▸ What you need to do
A. Using the forum thread on tubeless versus tubed tire weight, decide whether each statement agrees with it: (i) Special Eyes names performance and comfort as priorities; (ii) Blue CheeseHead puts the tubeless stem and sealant at far less than the weight of a tube; (iii) ericm979 reports that tubeless tires weigh less than regular clinchers. Answer yes or no for each and quote the deciding words.
B. Extend the forum thread on tubeless versus tubed tire weight, picking up after its final post.

▸ Document text
————
# Tubeless or tubed - Weight difference?



## Special Eyes (Feb 2, 2011)

I'm considering going tubeless for the first time with a new wheelset on order at this time. I believe the rim weight would be about the same since so many wheels are tube/tubeless compatible now. I would save on the tube weight itself (maybe 80gr for the Conti Race Light or 52gr for the conti supersonic) but there is the tubeless stem and the sealant, of which I don't know the weight. I spent a lot of dough for a light carbon wheelset, a 1-200 gram difference being a substantial cost differential. I don't want to lose that advantage by going tubeless. Is this a big deal?


----------



## myhui (Aug 11, 2012)

Why not go tubeless tubular? My whole family rides on tubeless tubular. We are five star Uber customers.


----------



## ericm979 (Jun 26, 2005)

Last I checked, tubless tires weighed more than regular clinchers, negating the weight savings from losing the tube. If weight is all you are concerned about you should add up the weights for all the components before making your decision.


----------



## Special Eyes (Feb 2, 2011)

No, it is not all I'm concerned about. Performance and comfort are priorities. I'm curious and knowing this will help make a better decision all around.


----------



## Blue CheeseHead (Jul 14, 2008)

Tubeless setups generally weigh slightly more than a good folding tire and tube.

The tubeless stem and 1 1/2 oz of sealant is ~ the weight of a tube. As others have stated a tubeless tire is typically heavier than a similar quality clincher.

While I have not done a complete comparison of my setup with tubless vs tubed, I expect the tubeless to weigh 50+g more per wheel. I find it an acceptable differential...others may not.
————
▸ Rows
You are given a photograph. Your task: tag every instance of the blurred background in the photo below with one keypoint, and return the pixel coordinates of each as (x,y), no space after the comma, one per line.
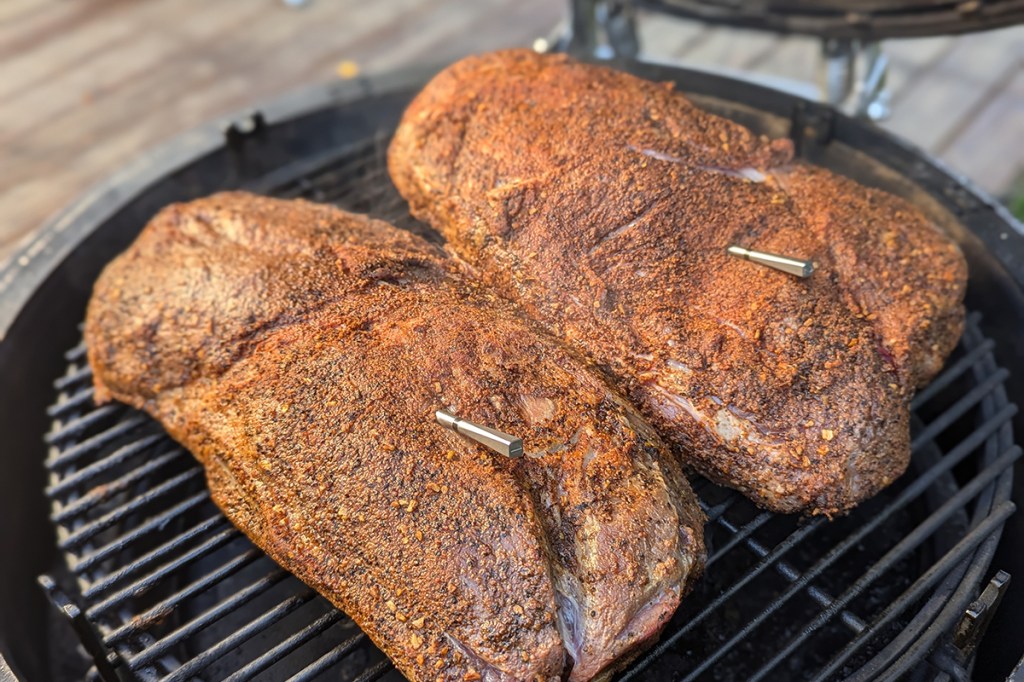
(86,85)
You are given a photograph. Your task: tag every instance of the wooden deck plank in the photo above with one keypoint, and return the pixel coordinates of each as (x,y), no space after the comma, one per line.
(87,85)
(934,103)
(731,49)
(143,77)
(990,150)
————
▸ Answer set
A.
(i) Yes: "Performance and comfort are priorities."
(ii) No: "The tubeless stem and 1 1/2 oz of sealant is ~ the weight of a tube."
(iii) No: "Last I checked, tubless tires weighed more than regular clinchers"

B.
----------



## Maglore (Dec 24, 2012)

There is no or very little weight saving to be had by going tubeless over a normal tubed set up. In fact, a lot of the tubeless options available are heavier and then you have to add in the 30g of sealant you'll need to add for puncture protection.

The benefits of tubeless are fit-and-forget puncture protection (to a point) and a lower rolling resistance. I run Schwalbe One tubeless and the ride is also noticeably better in terms of comfort.

You are not going to notice an extra 30 - 40g on your wheels. Lateral stiffness of your wheels is far more important in terms of feel than a weight difference equal to a large gulp from your water bottle.

Also, in my opinion, fitting super-light inner tubes is a false economy and not a sensible place to be saving weight for general riding.


----------



## bobonker (Feb 12, 2011)

GCN's take on road tubeless:

https://www.youtube.com/watch?v=Nit55MSaFJ4

Sonny


----------



## ghettocop (Apr 19, 2014)

Do it and don't look back! Road feel and tire profile is greatly improved. It's hard to explain, but you can really "feel" that there is one less thing rotating in your wheel.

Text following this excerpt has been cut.